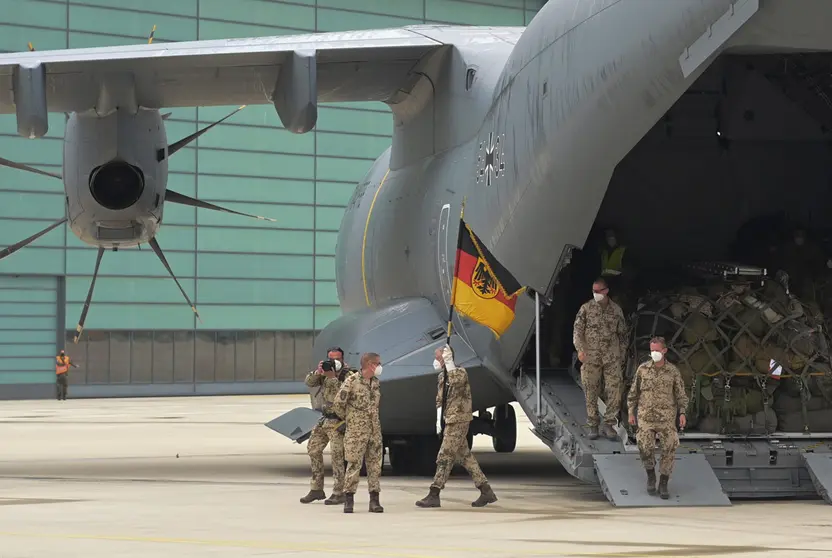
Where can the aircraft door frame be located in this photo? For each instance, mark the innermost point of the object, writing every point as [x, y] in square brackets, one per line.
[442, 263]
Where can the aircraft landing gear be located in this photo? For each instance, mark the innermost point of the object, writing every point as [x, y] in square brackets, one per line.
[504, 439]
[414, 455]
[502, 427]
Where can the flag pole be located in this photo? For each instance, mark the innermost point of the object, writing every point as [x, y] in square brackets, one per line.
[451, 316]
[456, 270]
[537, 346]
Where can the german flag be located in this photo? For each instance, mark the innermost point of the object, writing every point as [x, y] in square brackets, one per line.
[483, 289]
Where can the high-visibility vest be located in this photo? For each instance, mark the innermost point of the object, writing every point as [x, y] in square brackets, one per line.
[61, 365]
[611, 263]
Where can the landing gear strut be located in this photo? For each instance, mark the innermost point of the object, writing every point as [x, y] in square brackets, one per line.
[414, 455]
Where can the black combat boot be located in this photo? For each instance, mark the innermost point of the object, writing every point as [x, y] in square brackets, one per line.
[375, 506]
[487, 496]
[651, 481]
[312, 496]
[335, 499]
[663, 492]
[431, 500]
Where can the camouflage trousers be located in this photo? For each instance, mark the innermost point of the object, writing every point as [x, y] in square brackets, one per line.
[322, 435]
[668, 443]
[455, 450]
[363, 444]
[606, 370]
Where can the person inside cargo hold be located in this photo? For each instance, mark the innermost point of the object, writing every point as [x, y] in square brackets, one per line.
^^^^^^^^
### Work instructions
Return the whole of the material above exactly, with no picture carried over.

### Answer for the task
Where can the aircraft door frame be located in this photo? For each instance, mark the innermost point of the object, writing every point as [x, y] in square brackets, one per line.
[442, 263]
Where can the aircraft landing gear be located in this photo? For each instance, mark the innermost point of the object, writing every point as [x, y] in square brackets, one per line.
[504, 439]
[414, 455]
[502, 427]
Where can the flag pole be located in this photo? For each instance, mark the innermost point of the object, writing every point as [x, y] in square brackets, one per line.
[451, 316]
[456, 270]
[537, 346]
Where can the german flag be located in this photo? For each instance, mark the innermost point of the object, writing every point as [x, y] in square brackets, one per line.
[483, 289]
Where can the high-visibility vest be located in this photo? For each instance, mark the innermost point of the object, writing every point as [x, y] in square brackets, one per line.
[61, 365]
[611, 263]
Where can the landing gear strut be located in this photo? For each instance, mark the innermost point of the object, writing every point as [x, y] in square brackets, one per line.
[414, 455]
Where can the black combat boot be located in this photo? For each instance, mark the innermost point of the object, writing every point as [x, y] in square brackets, one per line.
[375, 506]
[487, 496]
[651, 481]
[312, 496]
[335, 499]
[663, 492]
[431, 500]
Where can the camouflage trousers be located in this photo? For each instance, mark the innermost point of the object, writing every point as [x, y] in square brackets, one per line.
[322, 435]
[668, 443]
[455, 450]
[363, 444]
[606, 370]
Where can the person inside cargo hold be located in this photo? For each instance, mark the innermost point of the object, writing every point as [x, y] in square brackets, one per line.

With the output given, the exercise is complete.